> **Task to carry out**
The listing below holds a line with "written like <point>626,95</point>." and a line with "written like <point>236,20</point>.". Reproduce those two lines exactly, plus everything between them.

> **Material shown**

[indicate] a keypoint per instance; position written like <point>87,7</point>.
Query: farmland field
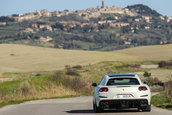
<point>21,58</point>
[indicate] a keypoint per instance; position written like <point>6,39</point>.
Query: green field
<point>21,58</point>
<point>25,61</point>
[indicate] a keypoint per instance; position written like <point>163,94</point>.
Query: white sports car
<point>118,91</point>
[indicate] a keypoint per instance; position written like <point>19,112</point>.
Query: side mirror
<point>94,84</point>
<point>145,82</point>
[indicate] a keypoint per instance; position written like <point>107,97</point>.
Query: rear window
<point>123,81</point>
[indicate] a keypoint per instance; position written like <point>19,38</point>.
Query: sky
<point>8,7</point>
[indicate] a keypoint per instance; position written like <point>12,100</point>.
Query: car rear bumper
<point>141,103</point>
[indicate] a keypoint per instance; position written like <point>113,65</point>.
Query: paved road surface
<point>69,106</point>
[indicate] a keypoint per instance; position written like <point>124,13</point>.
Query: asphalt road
<point>69,106</point>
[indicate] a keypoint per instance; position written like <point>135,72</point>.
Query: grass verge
<point>12,102</point>
<point>160,100</point>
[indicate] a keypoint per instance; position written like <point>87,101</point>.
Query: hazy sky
<point>8,7</point>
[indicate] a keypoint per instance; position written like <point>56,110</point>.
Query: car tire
<point>97,109</point>
<point>147,109</point>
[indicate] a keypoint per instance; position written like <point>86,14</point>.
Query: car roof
<point>122,75</point>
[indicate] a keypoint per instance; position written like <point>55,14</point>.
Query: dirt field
<point>20,58</point>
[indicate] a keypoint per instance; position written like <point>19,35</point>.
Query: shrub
<point>154,81</point>
<point>71,71</point>
<point>165,63</point>
<point>168,89</point>
<point>25,88</point>
<point>146,74</point>
<point>77,67</point>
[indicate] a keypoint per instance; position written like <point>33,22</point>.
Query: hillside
<point>102,29</point>
<point>143,10</point>
<point>21,58</point>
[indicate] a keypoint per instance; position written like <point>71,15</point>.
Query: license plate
<point>124,96</point>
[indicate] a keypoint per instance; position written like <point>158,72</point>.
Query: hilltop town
<point>101,28</point>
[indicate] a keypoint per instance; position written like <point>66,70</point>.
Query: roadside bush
<point>77,67</point>
<point>71,71</point>
<point>168,89</point>
<point>81,86</point>
<point>25,88</point>
<point>165,63</point>
<point>154,81</point>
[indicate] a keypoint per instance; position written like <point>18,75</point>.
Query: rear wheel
<point>97,109</point>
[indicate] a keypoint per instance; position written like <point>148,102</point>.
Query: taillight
<point>103,89</point>
<point>143,88</point>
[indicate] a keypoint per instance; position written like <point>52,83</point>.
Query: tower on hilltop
<point>103,4</point>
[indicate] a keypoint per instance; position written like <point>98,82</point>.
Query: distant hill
<point>143,10</point>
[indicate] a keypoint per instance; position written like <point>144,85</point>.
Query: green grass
<point>160,100</point>
<point>12,102</point>
<point>55,84</point>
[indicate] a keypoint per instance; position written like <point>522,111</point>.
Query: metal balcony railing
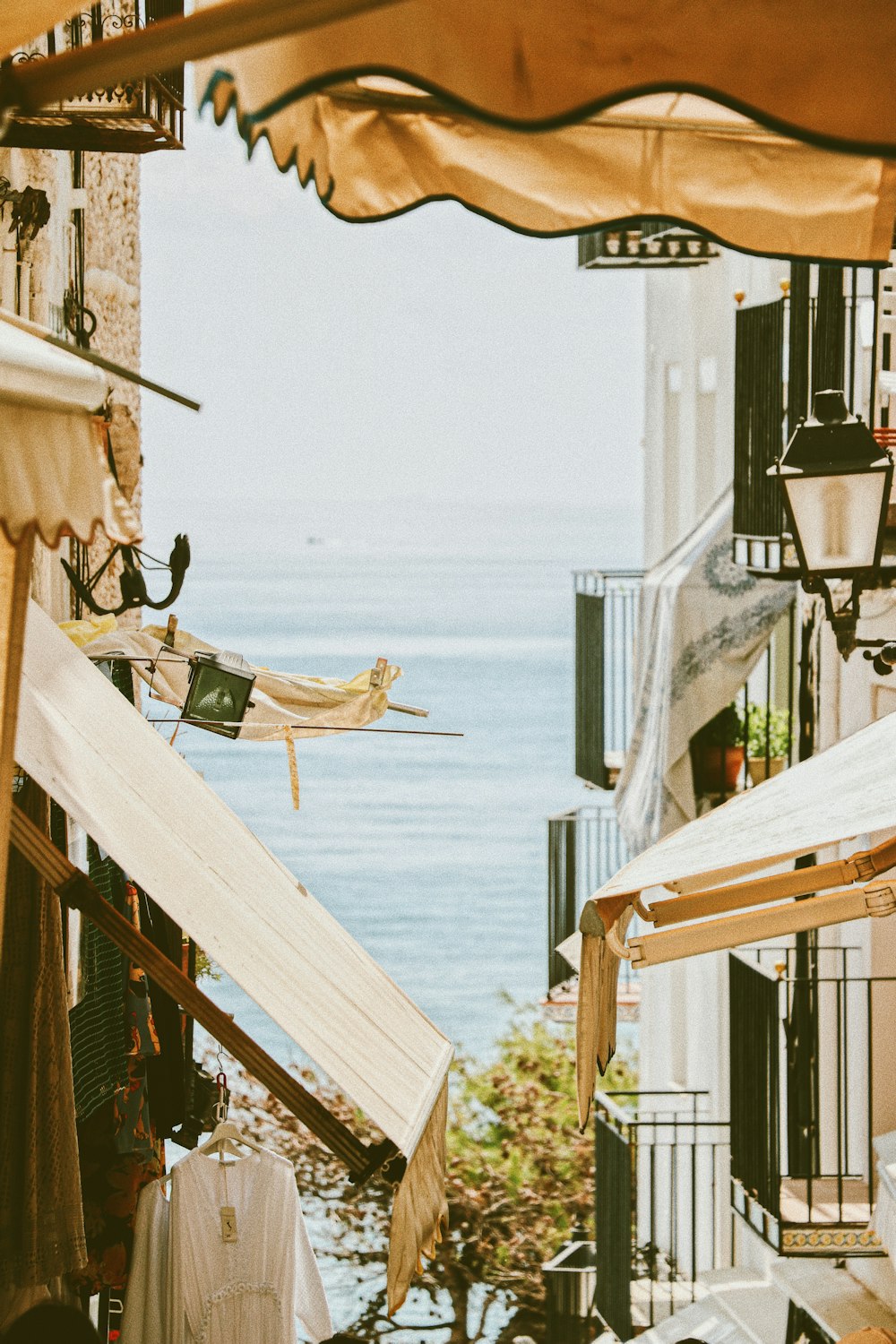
<point>134,117</point>
<point>584,849</point>
<point>606,626</point>
<point>810,1088</point>
<point>646,244</point>
<point>661,1204</point>
<point>825,332</point>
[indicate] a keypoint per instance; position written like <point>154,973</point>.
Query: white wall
<point>688,443</point>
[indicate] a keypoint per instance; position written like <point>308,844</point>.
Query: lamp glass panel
<point>218,698</point>
<point>837,519</point>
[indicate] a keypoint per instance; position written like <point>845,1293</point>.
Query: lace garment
<point>191,1287</point>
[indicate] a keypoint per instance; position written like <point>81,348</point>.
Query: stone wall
<point>110,201</point>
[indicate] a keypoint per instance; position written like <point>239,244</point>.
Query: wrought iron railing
<point>606,625</point>
<point>661,1204</point>
<point>584,849</point>
<point>785,352</point>
<point>132,117</point>
<point>646,244</point>
<point>809,1091</point>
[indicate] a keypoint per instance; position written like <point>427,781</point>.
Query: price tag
<point>228,1223</point>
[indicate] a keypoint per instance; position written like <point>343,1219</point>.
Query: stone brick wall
<point>110,199</point>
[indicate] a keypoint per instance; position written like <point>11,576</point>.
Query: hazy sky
<point>437,355</point>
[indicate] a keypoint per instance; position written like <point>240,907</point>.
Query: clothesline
<point>316,728</point>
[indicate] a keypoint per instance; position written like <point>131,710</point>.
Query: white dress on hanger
<point>217,1292</point>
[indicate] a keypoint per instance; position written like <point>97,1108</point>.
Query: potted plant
<point>718,752</point>
<point>767,741</point>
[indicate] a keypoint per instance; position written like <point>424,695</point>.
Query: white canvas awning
<point>711,867</point>
<point>121,781</point>
<point>54,481</point>
<point>54,478</point>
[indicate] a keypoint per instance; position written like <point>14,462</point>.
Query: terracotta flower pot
<point>710,769</point>
<point>758,771</point>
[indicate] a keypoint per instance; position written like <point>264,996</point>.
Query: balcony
<point>661,1204</point>
<point>584,849</point>
<point>646,244</point>
<point>606,625</point>
<point>755,737</point>
<point>813,1085</point>
<point>134,117</point>
<point>833,328</point>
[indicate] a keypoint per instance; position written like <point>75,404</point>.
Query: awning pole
<point>166,43</point>
<point>15,583</point>
<point>78,890</point>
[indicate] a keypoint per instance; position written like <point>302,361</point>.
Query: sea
<point>430,849</point>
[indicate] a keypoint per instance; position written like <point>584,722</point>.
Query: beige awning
<point>806,66</point>
<point>715,866</point>
<point>815,72</point>
<point>139,798</point>
<point>375,150</point>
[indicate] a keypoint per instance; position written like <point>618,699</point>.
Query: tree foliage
<point>519,1179</point>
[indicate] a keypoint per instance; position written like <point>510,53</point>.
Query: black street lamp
<point>836,483</point>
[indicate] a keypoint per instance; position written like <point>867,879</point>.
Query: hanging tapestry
<point>42,1231</point>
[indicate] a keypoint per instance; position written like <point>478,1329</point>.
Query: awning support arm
<point>77,889</point>
<point>876,900</point>
<point>799,882</point>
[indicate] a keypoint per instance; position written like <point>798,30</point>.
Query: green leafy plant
<point>769,728</point>
<point>724,730</point>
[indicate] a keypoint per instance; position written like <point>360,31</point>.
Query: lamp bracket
<point>134,586</point>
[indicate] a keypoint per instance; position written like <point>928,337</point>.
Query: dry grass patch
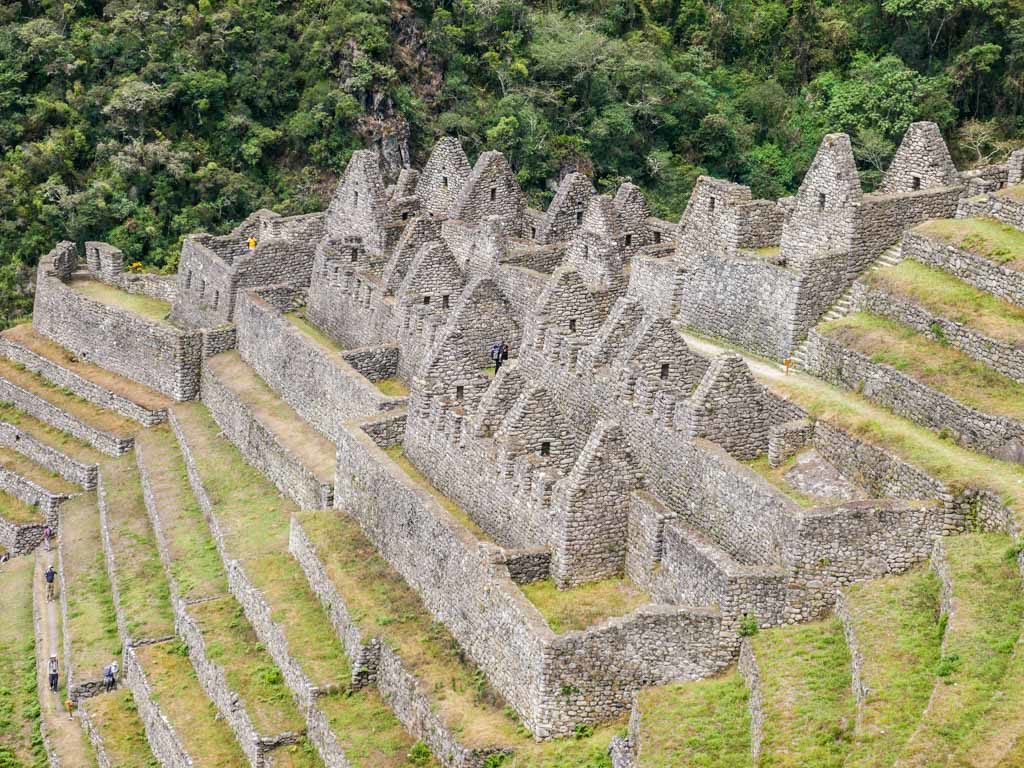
<point>91,622</point>
<point>987,238</point>
<point>397,455</point>
<point>980,639</point>
<point>20,742</point>
<point>94,416</point>
<point>206,737</point>
<point>116,717</point>
<point>144,306</point>
<point>807,695</point>
<point>586,605</point>
<point>896,624</point>
<point>940,367</point>
<point>255,519</point>
<point>941,294</point>
<point>142,589</point>
<point>313,450</point>
<point>704,724</point>
<point>26,336</point>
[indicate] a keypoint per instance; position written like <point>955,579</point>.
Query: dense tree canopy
<point>138,122</point>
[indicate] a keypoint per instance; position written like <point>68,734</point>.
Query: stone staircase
<point>844,305</point>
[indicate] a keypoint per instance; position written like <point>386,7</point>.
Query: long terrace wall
<point>321,385</point>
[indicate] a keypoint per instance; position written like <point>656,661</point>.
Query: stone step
<point>31,394</point>
<point>25,346</point>
<point>892,630</point>
<point>268,432</point>
<point>980,668</point>
<point>229,662</point>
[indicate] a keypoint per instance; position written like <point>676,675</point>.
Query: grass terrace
<point>311,332</point>
<point>586,605</point>
<point>938,366</point>
<point>91,414</point>
<point>896,624</point>
<point>15,511</point>
<point>144,306</point>
<point>946,296</point>
<point>807,695</point>
<point>699,724</point>
<point>91,622</point>
<point>397,455</point>
<point>26,336</point>
<point>980,640</point>
<point>20,742</point>
<point>992,240</point>
<point>115,716</point>
<point>142,589</point>
<point>175,689</point>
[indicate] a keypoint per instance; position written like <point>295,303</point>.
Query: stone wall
<point>321,385</point>
<point>260,446</point>
<point>994,435</point>
<point>152,353</point>
<point>979,271</point>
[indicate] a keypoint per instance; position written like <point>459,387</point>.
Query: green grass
<point>144,306</point>
<point>393,387</point>
<point>585,605</point>
<point>981,635</point>
<point>987,238</point>
<point>896,624</point>
<point>298,320</point>
<point>91,622</point>
<point>807,695</point>
<point>397,455</point>
<point>206,737</point>
<point>940,367</point>
<point>20,741</point>
<point>115,716</point>
<point>702,724</point>
<point>941,294</point>
<point>142,589</point>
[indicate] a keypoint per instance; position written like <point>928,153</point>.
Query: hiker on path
<point>51,576</point>
<point>54,673</point>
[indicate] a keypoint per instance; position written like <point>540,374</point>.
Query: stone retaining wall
<point>46,412</point>
<point>80,386</point>
<point>1006,357</point>
<point>70,469</point>
<point>260,446</point>
<point>970,267</point>
<point>994,435</point>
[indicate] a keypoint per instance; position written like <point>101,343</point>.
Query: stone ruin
<point>605,446</point>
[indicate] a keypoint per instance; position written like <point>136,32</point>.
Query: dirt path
<point>66,735</point>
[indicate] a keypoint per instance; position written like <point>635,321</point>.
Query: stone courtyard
<point>711,441</point>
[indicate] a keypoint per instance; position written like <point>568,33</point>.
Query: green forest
<point>139,122</point>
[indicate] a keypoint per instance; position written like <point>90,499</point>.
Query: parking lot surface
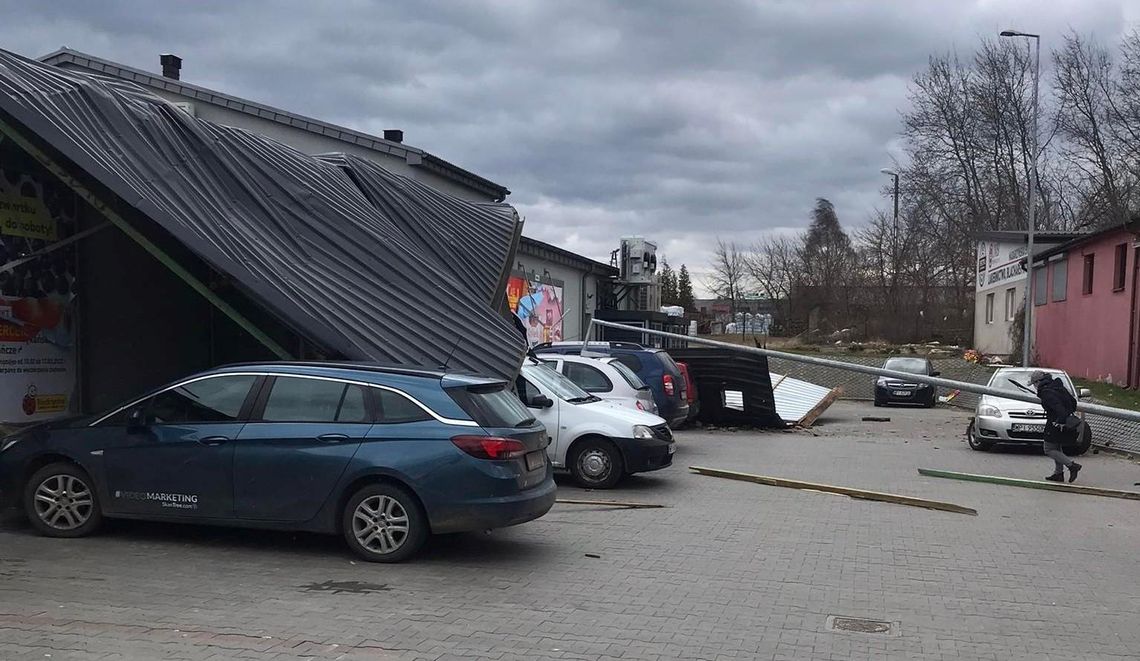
<point>729,570</point>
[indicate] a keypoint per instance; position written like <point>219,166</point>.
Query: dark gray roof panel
<point>445,225</point>
<point>293,230</point>
<point>447,169</point>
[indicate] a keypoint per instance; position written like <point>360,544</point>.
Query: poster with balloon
<point>539,305</point>
<point>38,367</point>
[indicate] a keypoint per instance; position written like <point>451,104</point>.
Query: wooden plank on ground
<point>817,410</point>
<point>624,505</point>
<point>861,494</point>
<point>1032,483</point>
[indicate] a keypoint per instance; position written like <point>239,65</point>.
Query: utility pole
<point>1027,336</point>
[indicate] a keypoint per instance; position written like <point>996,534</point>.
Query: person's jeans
<point>1055,453</point>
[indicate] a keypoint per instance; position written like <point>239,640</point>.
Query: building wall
<point>1088,334</point>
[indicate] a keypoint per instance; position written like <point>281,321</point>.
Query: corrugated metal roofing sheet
<point>294,230</point>
<point>796,398</point>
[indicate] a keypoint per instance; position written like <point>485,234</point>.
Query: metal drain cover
<point>862,626</point>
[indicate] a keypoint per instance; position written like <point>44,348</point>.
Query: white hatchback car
<point>1009,421</point>
<point>599,442</point>
<point>607,377</point>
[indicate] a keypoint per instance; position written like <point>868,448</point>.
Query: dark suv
<point>654,366</point>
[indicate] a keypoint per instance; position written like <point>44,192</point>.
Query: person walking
<point>1059,405</point>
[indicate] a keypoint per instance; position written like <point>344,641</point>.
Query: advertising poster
<point>539,305</point>
<point>38,370</point>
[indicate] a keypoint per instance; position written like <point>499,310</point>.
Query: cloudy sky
<point>677,120</point>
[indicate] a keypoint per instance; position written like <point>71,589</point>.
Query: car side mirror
<point>136,421</point>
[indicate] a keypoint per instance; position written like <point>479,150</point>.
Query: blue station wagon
<point>383,456</point>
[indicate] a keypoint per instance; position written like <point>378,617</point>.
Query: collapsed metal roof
<point>365,263</point>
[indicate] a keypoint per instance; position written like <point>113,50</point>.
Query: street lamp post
<point>1026,340</point>
<point>894,247</point>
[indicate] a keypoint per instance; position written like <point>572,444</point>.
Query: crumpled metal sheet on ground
<point>293,230</point>
<point>799,402</point>
<point>734,388</point>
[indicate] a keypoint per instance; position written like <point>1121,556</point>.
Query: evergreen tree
<point>685,291</point>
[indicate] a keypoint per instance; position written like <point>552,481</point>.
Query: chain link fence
<point>1106,432</point>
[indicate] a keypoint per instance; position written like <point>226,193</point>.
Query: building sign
<point>38,372</point>
<point>538,304</point>
<point>1000,263</point>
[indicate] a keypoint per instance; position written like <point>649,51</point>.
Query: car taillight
<point>490,447</point>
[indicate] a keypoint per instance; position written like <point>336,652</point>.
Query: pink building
<point>1086,319</point>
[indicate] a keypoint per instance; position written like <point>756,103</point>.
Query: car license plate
<point>536,460</point>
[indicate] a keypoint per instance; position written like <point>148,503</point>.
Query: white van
<point>599,442</point>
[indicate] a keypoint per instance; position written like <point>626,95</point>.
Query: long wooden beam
<point>1032,483</point>
<point>861,494</point>
<point>621,504</point>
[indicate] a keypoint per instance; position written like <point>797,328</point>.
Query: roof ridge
<point>449,170</point>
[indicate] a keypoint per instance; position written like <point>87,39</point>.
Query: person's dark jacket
<point>1059,405</point>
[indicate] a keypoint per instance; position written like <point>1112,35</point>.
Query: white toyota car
<point>999,419</point>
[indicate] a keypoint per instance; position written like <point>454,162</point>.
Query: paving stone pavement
<point>730,570</point>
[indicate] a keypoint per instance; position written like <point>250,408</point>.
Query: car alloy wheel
<point>596,465</point>
<point>384,522</point>
<point>59,502</point>
<point>63,502</point>
<point>380,523</point>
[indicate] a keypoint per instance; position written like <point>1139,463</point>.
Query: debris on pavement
<point>860,494</point>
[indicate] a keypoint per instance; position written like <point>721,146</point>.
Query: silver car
<point>607,378</point>
<point>1009,421</point>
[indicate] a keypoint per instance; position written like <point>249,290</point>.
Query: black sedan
<point>889,390</point>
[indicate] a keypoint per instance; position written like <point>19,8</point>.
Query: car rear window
<point>669,364</point>
<point>627,374</point>
<point>496,406</point>
<point>630,361</point>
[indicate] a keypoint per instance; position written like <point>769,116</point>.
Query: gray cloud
<point>674,120</point>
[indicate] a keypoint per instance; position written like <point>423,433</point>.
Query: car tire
<point>384,523</point>
<point>60,500</point>
<point>975,442</point>
<point>596,464</point>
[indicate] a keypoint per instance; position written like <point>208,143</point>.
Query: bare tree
<point>1085,86</point>
<point>727,274</point>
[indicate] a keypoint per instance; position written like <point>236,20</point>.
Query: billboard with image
<point>539,305</point>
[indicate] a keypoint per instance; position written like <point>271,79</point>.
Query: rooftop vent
<point>171,65</point>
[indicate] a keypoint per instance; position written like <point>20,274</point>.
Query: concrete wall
<point>1088,334</point>
<point>992,337</point>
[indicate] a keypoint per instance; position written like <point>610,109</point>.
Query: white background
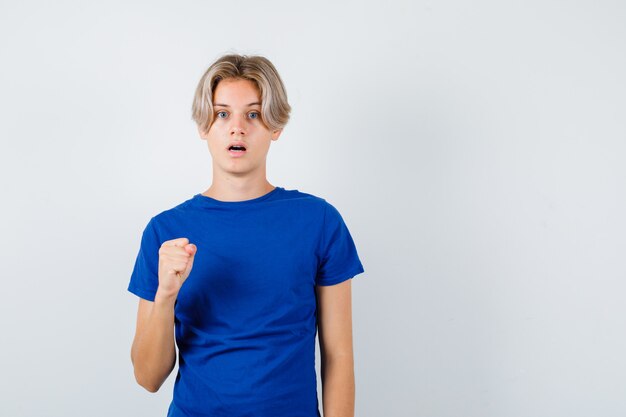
<point>475,150</point>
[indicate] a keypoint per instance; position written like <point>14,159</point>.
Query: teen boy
<point>243,275</point>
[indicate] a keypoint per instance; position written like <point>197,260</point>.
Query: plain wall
<point>475,150</point>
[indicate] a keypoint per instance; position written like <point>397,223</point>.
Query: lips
<point>237,147</point>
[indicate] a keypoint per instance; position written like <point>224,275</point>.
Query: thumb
<point>191,250</point>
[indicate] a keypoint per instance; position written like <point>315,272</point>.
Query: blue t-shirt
<point>245,318</point>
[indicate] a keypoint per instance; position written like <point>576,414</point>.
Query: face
<point>237,113</point>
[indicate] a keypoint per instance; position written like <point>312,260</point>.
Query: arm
<point>335,336</point>
<point>153,352</point>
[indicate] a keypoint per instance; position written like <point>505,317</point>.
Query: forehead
<point>235,92</point>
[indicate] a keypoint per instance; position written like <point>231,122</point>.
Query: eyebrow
<point>226,105</point>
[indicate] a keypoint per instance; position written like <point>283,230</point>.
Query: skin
<point>153,352</point>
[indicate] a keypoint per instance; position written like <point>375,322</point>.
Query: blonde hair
<point>275,108</point>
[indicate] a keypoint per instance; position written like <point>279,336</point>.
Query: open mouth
<point>237,149</point>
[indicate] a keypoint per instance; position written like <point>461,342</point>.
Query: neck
<point>238,189</point>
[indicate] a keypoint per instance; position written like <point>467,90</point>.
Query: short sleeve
<point>339,260</point>
<point>144,279</point>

> **Exercise output**
[indicate] a keypoint per instance; position written like <point>626,95</point>.
Query: long wooden beam
<point>1032,483</point>
<point>861,494</point>
<point>621,504</point>
[indicate] a keypoint per instance; position written like <point>797,328</point>.
Query: roof ridge
<point>449,170</point>
[indicate] a keypoint per instance; position written like <point>87,39</point>.
Query: person's dark jacket
<point>1059,405</point>
[indicate] a keypoint per instance; position written like <point>1112,35</point>.
Query: white toyota car
<point>999,419</point>
[indicate] a keypoint per instance; position written like <point>454,162</point>.
Query: paving stone pavement
<point>730,570</point>
[indicate] a keypoint per instance; position written like <point>250,408</point>.
Query: car alloy wheel
<point>596,465</point>
<point>384,522</point>
<point>59,502</point>
<point>63,502</point>
<point>380,523</point>
[indicate] a keypoint per instance; position written like <point>1139,463</point>.
Query: debris on pavement
<point>860,494</point>
[indicate] a keypoint per instance; position written like <point>721,146</point>.
Query: silver car
<point>607,378</point>
<point>1009,421</point>
[indicate] a keypoint per instance; position written like <point>249,290</point>.
Query: black sedan
<point>889,390</point>
[indicate] a keypoint per instance; position written like <point>19,8</point>.
Query: car rear window
<point>669,364</point>
<point>627,374</point>
<point>496,406</point>
<point>630,361</point>
[indicate] a keypoint per instance; position written like <point>769,116</point>.
Query: gray cloud
<point>674,120</point>
[indicate] a keypoint per instance; position written like <point>423,433</point>.
Query: car tire
<point>384,523</point>
<point>60,500</point>
<point>975,442</point>
<point>596,464</point>
[indicate] a keypoint per instance; position written like <point>208,143</point>.
Query: bare tree
<point>1085,86</point>
<point>727,274</point>
[indicate] a keypoint per instance; position written like <point>236,20</point>.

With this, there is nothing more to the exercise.